DIRECTIONS: Extract the full set of records that follows, word for word.
BEGIN
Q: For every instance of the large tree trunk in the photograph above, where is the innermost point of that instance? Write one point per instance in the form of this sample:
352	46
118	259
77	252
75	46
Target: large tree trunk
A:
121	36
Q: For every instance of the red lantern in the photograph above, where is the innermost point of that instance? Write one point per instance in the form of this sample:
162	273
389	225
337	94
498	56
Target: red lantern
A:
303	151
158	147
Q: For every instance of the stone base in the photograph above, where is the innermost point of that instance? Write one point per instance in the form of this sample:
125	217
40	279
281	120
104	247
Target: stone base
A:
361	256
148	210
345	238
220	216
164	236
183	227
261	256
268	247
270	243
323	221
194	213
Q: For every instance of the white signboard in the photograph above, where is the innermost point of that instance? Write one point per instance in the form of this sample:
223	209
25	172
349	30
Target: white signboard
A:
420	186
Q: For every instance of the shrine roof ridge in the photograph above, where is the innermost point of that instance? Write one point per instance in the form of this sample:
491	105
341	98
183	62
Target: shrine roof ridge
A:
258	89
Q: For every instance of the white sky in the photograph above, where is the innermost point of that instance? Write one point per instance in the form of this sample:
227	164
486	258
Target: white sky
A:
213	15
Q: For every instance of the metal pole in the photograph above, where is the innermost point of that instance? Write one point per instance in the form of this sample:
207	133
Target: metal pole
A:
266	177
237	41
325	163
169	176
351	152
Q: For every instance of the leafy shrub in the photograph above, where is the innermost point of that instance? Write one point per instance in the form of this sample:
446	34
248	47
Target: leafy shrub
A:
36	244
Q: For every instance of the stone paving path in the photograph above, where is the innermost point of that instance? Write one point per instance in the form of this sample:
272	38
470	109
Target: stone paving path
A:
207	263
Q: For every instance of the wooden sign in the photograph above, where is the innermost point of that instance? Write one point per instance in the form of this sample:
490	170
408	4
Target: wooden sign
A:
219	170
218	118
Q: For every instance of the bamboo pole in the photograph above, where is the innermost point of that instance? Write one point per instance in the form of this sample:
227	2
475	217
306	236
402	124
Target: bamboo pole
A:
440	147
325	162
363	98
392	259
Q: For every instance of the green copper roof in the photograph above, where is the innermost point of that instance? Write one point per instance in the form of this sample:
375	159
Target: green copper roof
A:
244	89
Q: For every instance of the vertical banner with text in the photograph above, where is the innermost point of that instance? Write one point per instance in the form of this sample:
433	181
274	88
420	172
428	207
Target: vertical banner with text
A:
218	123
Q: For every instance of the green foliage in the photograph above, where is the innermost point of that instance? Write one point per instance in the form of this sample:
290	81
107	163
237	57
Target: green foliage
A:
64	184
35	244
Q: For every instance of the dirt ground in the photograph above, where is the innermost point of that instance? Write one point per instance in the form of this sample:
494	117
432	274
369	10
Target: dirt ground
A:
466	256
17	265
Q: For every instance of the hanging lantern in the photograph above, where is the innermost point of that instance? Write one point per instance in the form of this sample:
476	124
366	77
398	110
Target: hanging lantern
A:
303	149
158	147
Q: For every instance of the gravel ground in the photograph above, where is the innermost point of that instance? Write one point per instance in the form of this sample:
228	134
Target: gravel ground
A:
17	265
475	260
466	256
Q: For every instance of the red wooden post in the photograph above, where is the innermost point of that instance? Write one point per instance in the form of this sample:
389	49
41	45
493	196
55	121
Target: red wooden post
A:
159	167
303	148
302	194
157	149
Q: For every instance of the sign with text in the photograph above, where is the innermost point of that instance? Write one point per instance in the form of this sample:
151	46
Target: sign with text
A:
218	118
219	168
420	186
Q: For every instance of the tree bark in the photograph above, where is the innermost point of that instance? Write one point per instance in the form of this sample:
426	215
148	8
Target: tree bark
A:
END
REPLY TO THE EXERCISE:
Q: For every instance of the large tree trunk in the photograph above, where is the innermost point of that instance? Write one point per instance in the form of this sample:
352	46
118	259
77	252
75	46
Target: large tree trunk
A:
121	36
Q: For every instance of the red lantern in the photograph above, where is the innermost point of that instance? Write one point per instance in the form of this sample:
162	273
389	225
337	94
498	56
Target: red lantern
A:
303	151
158	147
Q: For every instance of the stone base in the photograph above, where is the innermost point of that instance? Write one point per instance in the form of this sample:
125	217
40	279
281	120
104	247
Target: stone base
A:
361	256
148	210
345	238
220	216
164	236
183	227
261	256
268	247
270	243
323	221
194	213
Q: For every instance of the white signboard in the photograph above, where is the innermost point of that instance? Write one point per instance in the form of this sample:
223	209
25	172
349	30
Target: white signboard
A:
420	186
Q: For every instance of the shrine roof ridge in the photograph above, where is the innermost point of that instance? Write one point per instance in the form of this sample:
491	105
341	98
183	62
Target: shrine roof ridge
A:
258	89
Q: For every instance of the white sky in the photograph above, where is the innermost point of that instance? Write one point per instance in the form of this sample:
227	164
486	258
Target: white sky
A:
213	15
Q: For every instance of the metal pole in the photograph above, where is the innermost point of that instance? Write one point per instance in the form of this sample:
207	133
Target: metal pole
A:
266	177
237	41
325	163
169	176
351	152
Q: For every instance of the leafy shrub in the photograph above, where is the innermost point of that instance? Write one point per instance in the form of this sample:
446	34
248	47
Target: leafy shrub
A:
36	244
Q: For every instance of the stone paving path in the photograph above, where is the innermost point of that instance? Write one point per instance in the form of this sample:
272	38
470	109
Target: stone paving path
A:
207	263
Q: For every instance of the wooden sign in the photograph above, where is the innermost point of that instance? Write one point per instance in the form of this sample:
490	170
408	4
Target: wooden sign
A:
219	170
218	118
Q: For every instance of the bamboo pole in the photograph above, where is the innermost point of that instance? Write one point per instance in the form of this sample:
227	2
475	217
306	236
402	124
Target: bamboo pole
A:
440	147
325	162
363	98
392	259
Q: For every instance of the green copper roof in the photograph above, where is the innermost point of that instance? Write one point per instance in the form of this sample:
375	159
Target: green copper roof
A:
244	89
Q: For every instance of the vertical banner with text in the photograph above, where is the innermost point of that instance? Write one point per instance in the form of this sample:
433	181
274	88
420	172
428	207
Target: vertical banner with text
A:
218	123
Q: For every instance of the green foliage in the photograph above, where is the innermost point of that instance? Write one point per instance in the form of this sample:
290	81
107	163
237	57
Target: green foliage
A:
64	184
35	244
Q: For every instance of the dirt ground in the photograph above, where is the innermost point of that instance? Write one point per instance in the form of this sample:
494	117
432	274
369	10
Target: dirt ground
A:
466	256
17	265
Q: For every instance of the hanging lantern in the photograph above, where is the innermost point of that instance? Write one point per instance in the form of this sample:
476	124
366	77
398	110
Target: hanging lantern
A:
303	149
158	147
Q: For every instance of the gravel ground in the photograph above, where is the innermost point of that instance? Write one point per instance in the form of this sample:
228	134
Target: gravel ground
A:
17	265
475	260
466	256
Q: For every instance of the red wooden post in the photograph above, where is the innermost point of that instance? Write one point per instance in the form of this sample:
389	49
41	45
493	196
55	121
Target: red wooden post
A:
159	167
303	148
302	194
157	149
Q: For every instance of the sign with text in the photograph above, where is the innermost point of that instance? Write one point per instance in the form of this sample:
151	46
Target: sign with text
A:
218	118
219	168
420	186
Q: For every instance of the tree bark in the photograph above, where is the innermost point of that instance? Write one point per instance in the form of this sample:
426	215
148	8
Target: tree bark
A:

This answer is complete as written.